● Texto
"Professor, gostava de lhe contar uma coisa sobre as suas aulas de TIC", diz-me um antigo aluno. Para contexto, estava na Futurália a colocar os visitantes do espaço da DGE a experimentar inteligência artificial generativa, quando reparo num jovem sentado, a sorrir. "Não queres experimentar isto", pergunto-lhe. "Ah, não se lembra de mim, professor? Fui seu aluno há uns anos, na Venda do Pinheiro...
Pelo rosto, não ia lá (sou extemamente distraído e cabeça na lua), mas o nome trouxe-me algumas memórias. Falámos um pouco, ele, jovem millenial, colocou-me ao corrente dos seus desafios e aprendizagens em cursos profissionais, voluntariado e viagens. É sempre bom saber quando os nossos antigos alunos encontram o seu caminho na vida, e sempre de formas imprevisíveis quando estavam connosco.
Interrompe a conversa, sorri, e diz-me que tem uma coisa para me dizer. Sobre as aulas de TIC. "Olhe, professor, deve-se lembrar que fui seu aluno no sétimo ano, e depois mudei de escola, para a zona de Sintra. Consigo aprendi a fazer 3D, vídeo, também... mas depois..." E então, perguntei. "Olhe, depois de sair da sua escola, foi um completo retrocesso! Passei o oitavo e nono ano só a fazer exercicios no Word..."
"Foi mesmo andar para trás, " observa. "Eu bem dizia aos meus professores que se podia fazer outras coisas, mas eles nada, um completo retrocesso... depois daquilo que me mostrou que se podia fazer com a tecnologia..."
Fiquei num misto de alegria e surpresa, claro, pelas palavras, pelo que me relatava. Concluiu que só voltou a sentir que estava realmente a aprender no secundário, quando em disciplinas de informática aplicou o que tinha aprendido comigo sobre modelação 3D em Sketchup.
Expliquei-lhe que as coisas mudaram, que o programa de TIC agora é ainda mais interessante do que era quando ele tinha sido meu aluno. Mas, enfim, há ainda muito que fazer.
"Sabe, professor, " remata antes de se despedir, suspeito que para a vida, porque a educação tem destas coisas, raramente os futuros se cruzam, "sempre lhe quis dizer isto. Vocês, raramente lhes dizem estas coisas".

● Exercício
Extraia do texto, palavra por palavra, o trecho que abre com as palavras que contêm "Fiquei num misto" e fecha com "3D em Sketchup.".

● Dados armazenados
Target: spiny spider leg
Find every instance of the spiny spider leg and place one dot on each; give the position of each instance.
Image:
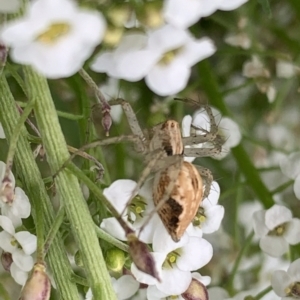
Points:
(113, 140)
(133, 123)
(206, 174)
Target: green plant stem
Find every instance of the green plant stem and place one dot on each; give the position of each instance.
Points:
(238, 260)
(54, 229)
(68, 187)
(211, 88)
(36, 191)
(110, 239)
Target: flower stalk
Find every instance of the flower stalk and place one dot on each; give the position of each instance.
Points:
(68, 186)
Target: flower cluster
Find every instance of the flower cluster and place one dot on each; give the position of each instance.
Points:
(175, 262)
(17, 245)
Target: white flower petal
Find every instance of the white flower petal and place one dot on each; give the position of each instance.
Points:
(162, 242)
(280, 281)
(113, 227)
(194, 231)
(277, 215)
(231, 5)
(190, 259)
(214, 217)
(5, 242)
(186, 125)
(167, 38)
(18, 275)
(168, 79)
(290, 165)
(259, 225)
(174, 281)
(294, 270)
(297, 187)
(27, 241)
(125, 287)
(292, 231)
(143, 62)
(196, 50)
(206, 280)
(64, 56)
(213, 197)
(23, 261)
(145, 278)
(274, 245)
(7, 225)
(181, 13)
(21, 206)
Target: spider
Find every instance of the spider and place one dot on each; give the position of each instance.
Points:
(179, 186)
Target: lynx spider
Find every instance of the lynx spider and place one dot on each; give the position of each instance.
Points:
(179, 186)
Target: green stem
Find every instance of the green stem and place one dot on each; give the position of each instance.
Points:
(238, 260)
(110, 239)
(36, 191)
(68, 187)
(210, 86)
(79, 280)
(54, 229)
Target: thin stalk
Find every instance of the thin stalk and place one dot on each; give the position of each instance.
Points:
(68, 187)
(243, 250)
(35, 189)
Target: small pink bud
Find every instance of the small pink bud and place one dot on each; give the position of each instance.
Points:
(6, 260)
(141, 256)
(3, 55)
(195, 291)
(7, 193)
(38, 285)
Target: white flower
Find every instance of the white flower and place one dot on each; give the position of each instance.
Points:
(287, 284)
(20, 206)
(118, 193)
(182, 13)
(286, 69)
(164, 57)
(175, 261)
(21, 245)
(9, 6)
(290, 166)
(210, 214)
(153, 293)
(217, 293)
(54, 36)
(239, 40)
(277, 229)
(2, 134)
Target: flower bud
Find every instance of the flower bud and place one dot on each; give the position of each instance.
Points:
(115, 260)
(78, 259)
(38, 285)
(141, 256)
(195, 291)
(6, 260)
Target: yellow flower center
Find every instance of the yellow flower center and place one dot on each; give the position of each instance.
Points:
(169, 56)
(171, 259)
(137, 207)
(53, 33)
(200, 217)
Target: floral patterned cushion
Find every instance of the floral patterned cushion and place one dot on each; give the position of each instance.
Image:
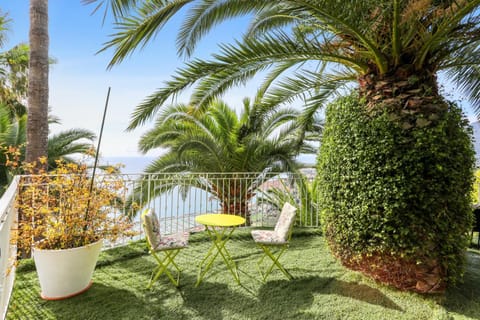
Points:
(267, 237)
(285, 221)
(174, 241)
(280, 234)
(151, 226)
(157, 242)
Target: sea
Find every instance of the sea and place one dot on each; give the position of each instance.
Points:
(137, 164)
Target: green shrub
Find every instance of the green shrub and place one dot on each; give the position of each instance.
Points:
(395, 197)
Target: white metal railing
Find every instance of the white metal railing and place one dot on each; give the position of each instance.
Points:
(8, 252)
(178, 198)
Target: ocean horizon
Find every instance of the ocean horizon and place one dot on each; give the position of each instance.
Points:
(137, 164)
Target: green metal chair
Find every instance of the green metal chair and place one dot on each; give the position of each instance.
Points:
(275, 242)
(157, 245)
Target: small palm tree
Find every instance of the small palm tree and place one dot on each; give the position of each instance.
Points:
(233, 150)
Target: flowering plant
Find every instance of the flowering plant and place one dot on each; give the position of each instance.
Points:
(64, 209)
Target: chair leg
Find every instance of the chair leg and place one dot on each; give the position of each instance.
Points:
(275, 262)
(162, 267)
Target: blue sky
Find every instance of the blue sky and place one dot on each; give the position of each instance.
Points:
(79, 80)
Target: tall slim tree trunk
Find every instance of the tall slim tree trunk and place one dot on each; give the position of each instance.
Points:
(37, 124)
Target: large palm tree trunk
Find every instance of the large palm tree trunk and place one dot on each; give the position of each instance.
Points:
(413, 102)
(37, 125)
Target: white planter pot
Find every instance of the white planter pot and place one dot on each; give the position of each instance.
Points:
(67, 272)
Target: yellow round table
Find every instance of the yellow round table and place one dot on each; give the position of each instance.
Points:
(219, 228)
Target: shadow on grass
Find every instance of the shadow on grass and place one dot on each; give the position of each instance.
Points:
(465, 297)
(213, 300)
(301, 291)
(114, 303)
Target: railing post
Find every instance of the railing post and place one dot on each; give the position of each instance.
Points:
(8, 250)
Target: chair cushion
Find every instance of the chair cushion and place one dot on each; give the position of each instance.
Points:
(267, 237)
(174, 241)
(151, 227)
(285, 221)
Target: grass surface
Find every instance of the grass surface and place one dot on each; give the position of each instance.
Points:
(321, 289)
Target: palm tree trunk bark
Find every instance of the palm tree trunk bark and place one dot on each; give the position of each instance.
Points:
(37, 123)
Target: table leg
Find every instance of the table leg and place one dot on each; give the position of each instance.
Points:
(219, 237)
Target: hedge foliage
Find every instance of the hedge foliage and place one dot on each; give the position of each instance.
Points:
(396, 195)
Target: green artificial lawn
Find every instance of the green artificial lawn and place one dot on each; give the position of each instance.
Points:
(321, 288)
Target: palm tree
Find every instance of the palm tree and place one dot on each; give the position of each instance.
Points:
(37, 126)
(391, 51)
(234, 151)
(13, 78)
(62, 145)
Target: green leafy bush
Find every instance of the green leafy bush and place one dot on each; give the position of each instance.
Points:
(395, 197)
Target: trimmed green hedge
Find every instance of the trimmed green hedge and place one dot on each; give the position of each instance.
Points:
(396, 196)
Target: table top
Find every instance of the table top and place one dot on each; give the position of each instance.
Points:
(220, 220)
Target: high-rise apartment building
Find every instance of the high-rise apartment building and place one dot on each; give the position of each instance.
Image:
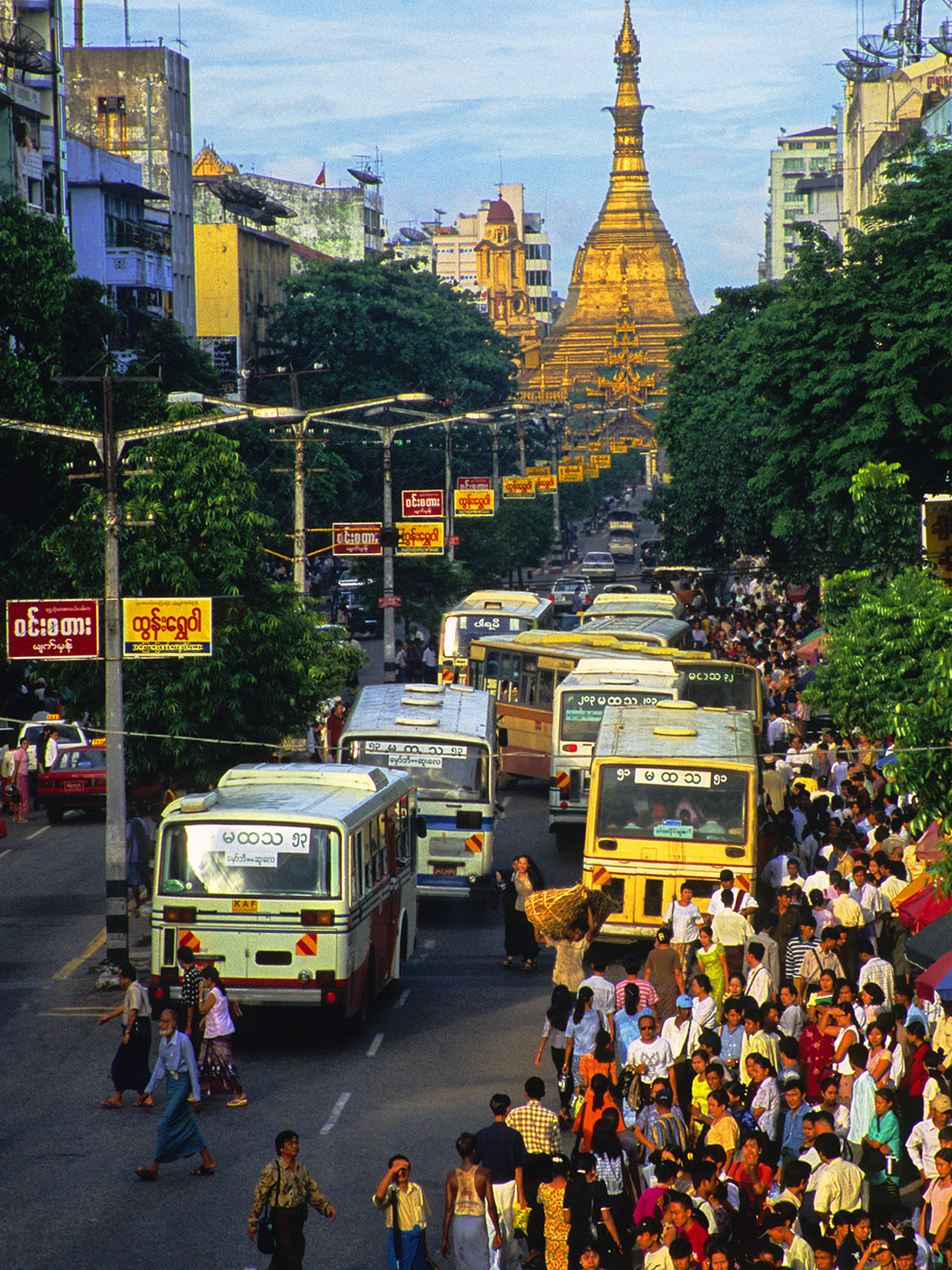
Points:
(32, 118)
(806, 185)
(136, 102)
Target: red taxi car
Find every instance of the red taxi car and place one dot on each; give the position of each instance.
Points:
(75, 780)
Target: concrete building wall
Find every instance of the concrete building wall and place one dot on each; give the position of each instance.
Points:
(136, 102)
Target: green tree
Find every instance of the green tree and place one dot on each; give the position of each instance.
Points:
(883, 648)
(272, 665)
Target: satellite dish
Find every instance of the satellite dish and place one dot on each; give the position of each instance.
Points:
(863, 57)
(882, 46)
(366, 178)
(942, 44)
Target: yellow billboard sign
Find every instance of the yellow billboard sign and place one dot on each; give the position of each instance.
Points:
(937, 533)
(518, 486)
(421, 537)
(474, 502)
(167, 627)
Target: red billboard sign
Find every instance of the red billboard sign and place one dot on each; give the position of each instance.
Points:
(52, 630)
(423, 502)
(357, 539)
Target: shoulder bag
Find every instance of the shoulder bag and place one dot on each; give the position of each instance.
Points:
(266, 1221)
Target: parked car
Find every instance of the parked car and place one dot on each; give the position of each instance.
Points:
(75, 782)
(598, 566)
(563, 593)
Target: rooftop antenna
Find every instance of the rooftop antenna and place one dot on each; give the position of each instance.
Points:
(181, 42)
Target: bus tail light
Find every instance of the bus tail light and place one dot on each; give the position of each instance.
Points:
(178, 915)
(316, 916)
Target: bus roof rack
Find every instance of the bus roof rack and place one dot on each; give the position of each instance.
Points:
(342, 775)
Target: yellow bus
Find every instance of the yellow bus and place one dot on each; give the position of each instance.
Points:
(673, 799)
(489, 612)
(296, 881)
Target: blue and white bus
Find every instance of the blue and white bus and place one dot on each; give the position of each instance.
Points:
(446, 738)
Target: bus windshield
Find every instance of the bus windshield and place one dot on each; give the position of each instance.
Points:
(445, 770)
(249, 859)
(701, 804)
(720, 687)
(583, 709)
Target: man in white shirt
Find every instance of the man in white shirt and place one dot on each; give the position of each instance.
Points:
(758, 984)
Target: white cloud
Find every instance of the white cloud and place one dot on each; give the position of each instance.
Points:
(282, 87)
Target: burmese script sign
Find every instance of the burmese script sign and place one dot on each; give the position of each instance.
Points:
(167, 627)
(518, 486)
(357, 539)
(474, 502)
(421, 537)
(423, 502)
(52, 630)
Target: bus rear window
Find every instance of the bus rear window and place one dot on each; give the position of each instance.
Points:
(649, 801)
(248, 859)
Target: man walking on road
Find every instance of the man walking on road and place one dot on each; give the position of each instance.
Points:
(288, 1187)
(501, 1149)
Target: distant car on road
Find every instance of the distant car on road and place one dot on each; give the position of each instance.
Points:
(563, 593)
(598, 566)
(75, 782)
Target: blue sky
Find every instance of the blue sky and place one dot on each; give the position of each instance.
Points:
(442, 90)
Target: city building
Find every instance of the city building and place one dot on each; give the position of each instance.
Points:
(455, 253)
(342, 223)
(33, 158)
(239, 276)
(113, 239)
(628, 295)
(136, 103)
(880, 117)
(805, 185)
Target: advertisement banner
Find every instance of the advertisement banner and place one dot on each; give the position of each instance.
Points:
(421, 537)
(167, 627)
(357, 539)
(937, 533)
(52, 630)
(423, 502)
(474, 502)
(518, 486)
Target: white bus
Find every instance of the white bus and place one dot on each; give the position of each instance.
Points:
(297, 882)
(581, 702)
(446, 740)
(484, 613)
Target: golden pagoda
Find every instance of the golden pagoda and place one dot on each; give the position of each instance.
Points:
(628, 293)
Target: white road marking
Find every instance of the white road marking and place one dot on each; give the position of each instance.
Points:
(335, 1114)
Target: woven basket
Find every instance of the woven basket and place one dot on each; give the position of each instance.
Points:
(552, 912)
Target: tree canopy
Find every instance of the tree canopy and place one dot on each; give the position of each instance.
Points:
(781, 394)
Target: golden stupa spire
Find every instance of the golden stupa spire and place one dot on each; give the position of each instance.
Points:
(628, 270)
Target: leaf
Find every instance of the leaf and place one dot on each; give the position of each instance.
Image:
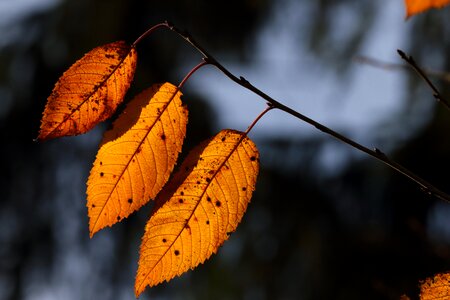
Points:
(199, 208)
(417, 6)
(136, 156)
(89, 91)
(436, 288)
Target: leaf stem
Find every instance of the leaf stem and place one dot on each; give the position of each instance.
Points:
(376, 153)
(269, 107)
(148, 32)
(436, 94)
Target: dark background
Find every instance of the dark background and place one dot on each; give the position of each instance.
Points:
(361, 233)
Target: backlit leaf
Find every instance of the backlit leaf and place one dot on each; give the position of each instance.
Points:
(199, 208)
(89, 91)
(436, 288)
(417, 6)
(137, 156)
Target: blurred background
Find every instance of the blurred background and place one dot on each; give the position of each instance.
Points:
(326, 222)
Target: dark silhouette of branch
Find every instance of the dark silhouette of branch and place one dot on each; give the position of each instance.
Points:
(436, 94)
(376, 153)
(445, 76)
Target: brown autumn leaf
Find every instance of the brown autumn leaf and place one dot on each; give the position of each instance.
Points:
(435, 288)
(89, 91)
(136, 156)
(199, 208)
(417, 6)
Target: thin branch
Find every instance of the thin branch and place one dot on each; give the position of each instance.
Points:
(376, 153)
(441, 75)
(436, 94)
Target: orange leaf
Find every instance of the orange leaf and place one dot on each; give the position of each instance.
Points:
(417, 6)
(199, 208)
(89, 91)
(436, 288)
(137, 156)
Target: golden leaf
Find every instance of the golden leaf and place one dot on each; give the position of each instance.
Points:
(436, 288)
(417, 6)
(199, 208)
(137, 156)
(89, 91)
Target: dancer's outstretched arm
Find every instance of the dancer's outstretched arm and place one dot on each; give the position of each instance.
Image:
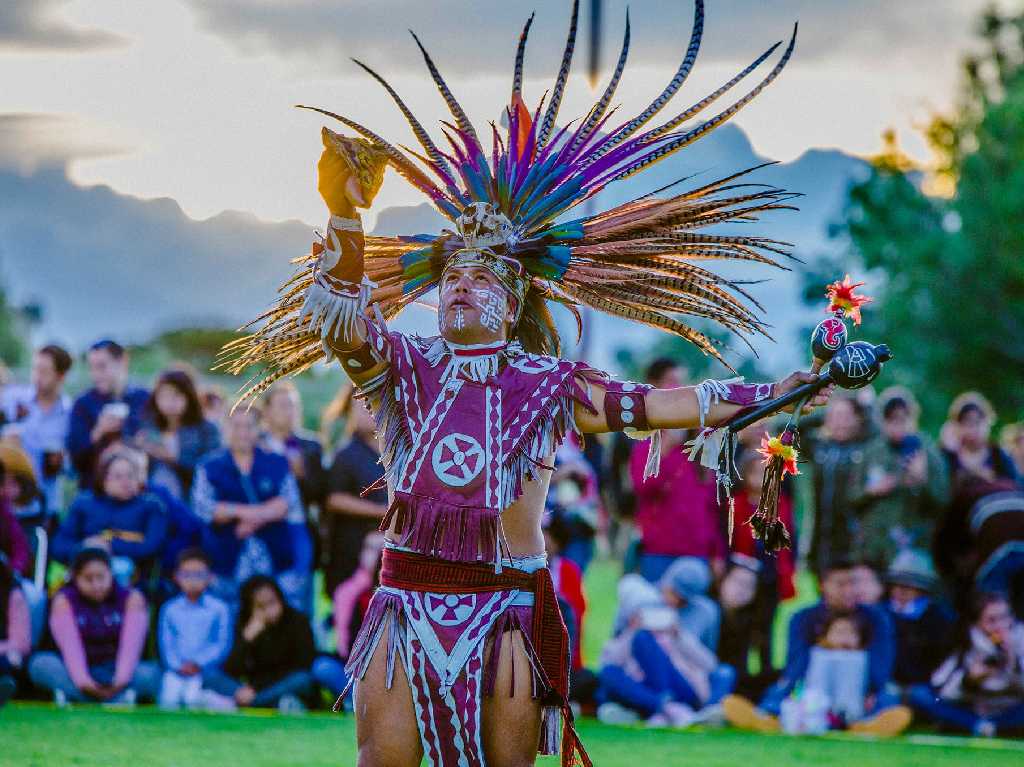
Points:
(680, 408)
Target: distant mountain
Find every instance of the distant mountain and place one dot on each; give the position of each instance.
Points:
(104, 263)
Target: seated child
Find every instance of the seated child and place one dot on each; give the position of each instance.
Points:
(980, 687)
(838, 672)
(15, 631)
(654, 668)
(99, 628)
(269, 665)
(194, 634)
(351, 598)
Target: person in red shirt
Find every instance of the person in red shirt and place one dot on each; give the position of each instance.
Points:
(567, 579)
(675, 511)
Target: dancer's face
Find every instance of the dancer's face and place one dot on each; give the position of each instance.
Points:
(474, 306)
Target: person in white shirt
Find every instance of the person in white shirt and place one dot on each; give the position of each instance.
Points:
(38, 414)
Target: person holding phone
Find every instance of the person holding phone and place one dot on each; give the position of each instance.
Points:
(108, 413)
(980, 687)
(903, 486)
(38, 416)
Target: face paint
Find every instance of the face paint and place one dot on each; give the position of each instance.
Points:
(494, 307)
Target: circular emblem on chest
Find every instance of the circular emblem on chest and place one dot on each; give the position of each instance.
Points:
(534, 364)
(458, 459)
(451, 609)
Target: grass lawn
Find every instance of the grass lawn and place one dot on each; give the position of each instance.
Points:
(39, 735)
(88, 736)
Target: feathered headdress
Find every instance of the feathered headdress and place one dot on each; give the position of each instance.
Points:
(639, 260)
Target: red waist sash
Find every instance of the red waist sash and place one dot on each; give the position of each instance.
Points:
(401, 569)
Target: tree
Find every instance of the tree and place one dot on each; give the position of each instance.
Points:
(947, 271)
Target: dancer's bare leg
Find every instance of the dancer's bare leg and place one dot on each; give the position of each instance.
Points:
(385, 720)
(511, 723)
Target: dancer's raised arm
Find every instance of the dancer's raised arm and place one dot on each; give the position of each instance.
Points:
(348, 175)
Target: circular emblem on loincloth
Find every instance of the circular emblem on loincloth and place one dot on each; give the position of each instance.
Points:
(458, 459)
(450, 609)
(535, 364)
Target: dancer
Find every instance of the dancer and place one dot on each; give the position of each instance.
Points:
(463, 655)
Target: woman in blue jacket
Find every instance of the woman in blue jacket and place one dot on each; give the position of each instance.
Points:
(117, 516)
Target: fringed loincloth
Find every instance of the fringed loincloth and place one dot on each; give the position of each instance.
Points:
(438, 616)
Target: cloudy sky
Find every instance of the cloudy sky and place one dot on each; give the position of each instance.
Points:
(192, 98)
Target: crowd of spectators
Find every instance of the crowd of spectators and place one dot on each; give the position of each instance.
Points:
(918, 548)
(156, 547)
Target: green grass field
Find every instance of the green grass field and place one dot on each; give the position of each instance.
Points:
(87, 736)
(40, 735)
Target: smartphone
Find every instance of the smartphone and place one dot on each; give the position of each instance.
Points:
(117, 410)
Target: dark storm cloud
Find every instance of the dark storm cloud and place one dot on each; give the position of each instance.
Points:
(35, 25)
(485, 31)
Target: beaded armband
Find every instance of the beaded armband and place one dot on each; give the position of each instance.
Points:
(626, 411)
(625, 407)
(734, 391)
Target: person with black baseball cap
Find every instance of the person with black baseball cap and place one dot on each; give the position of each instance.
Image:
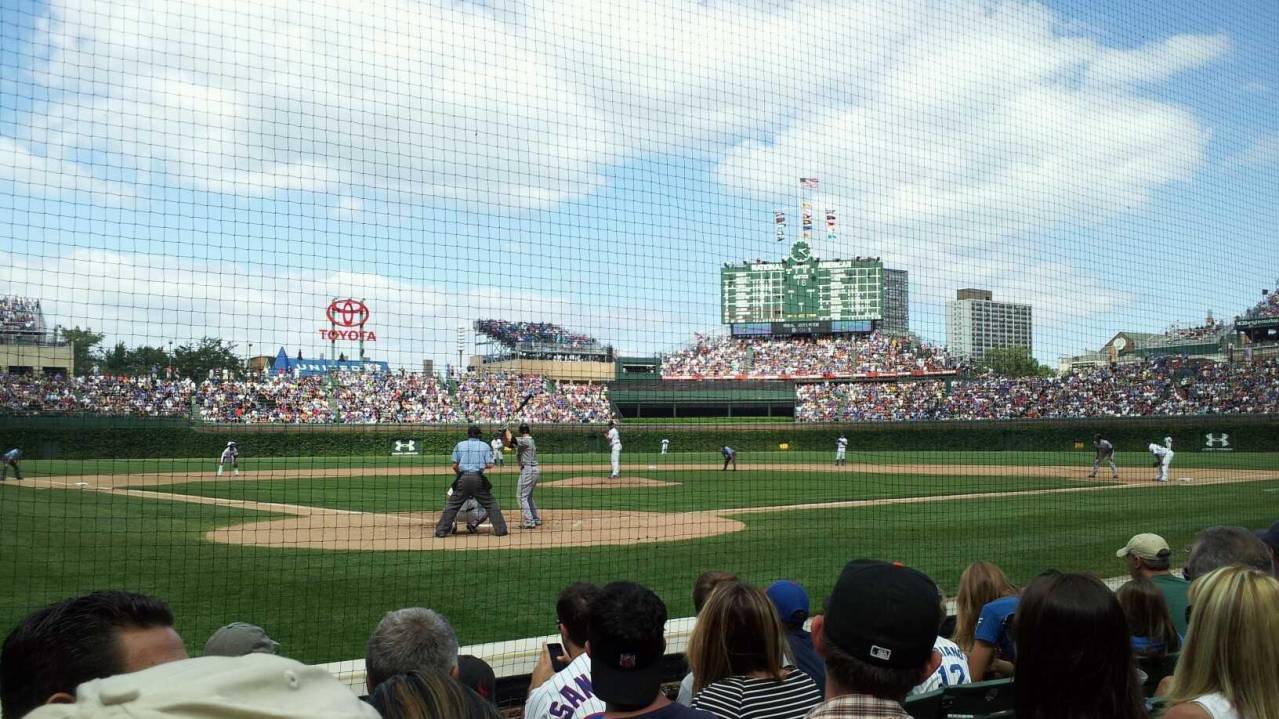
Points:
(876, 640)
(626, 642)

● Resposta escrita
Fiquei num misto de alegria e surpresa, claro, pelas palavras, pelo que me relatava. Concluiu que só voltou a sentir que estava realmente a aprender no secundário, quando em disciplinas de informática aplicou o que tinha aprendido comigo sobre modelação 3D em Sketchup.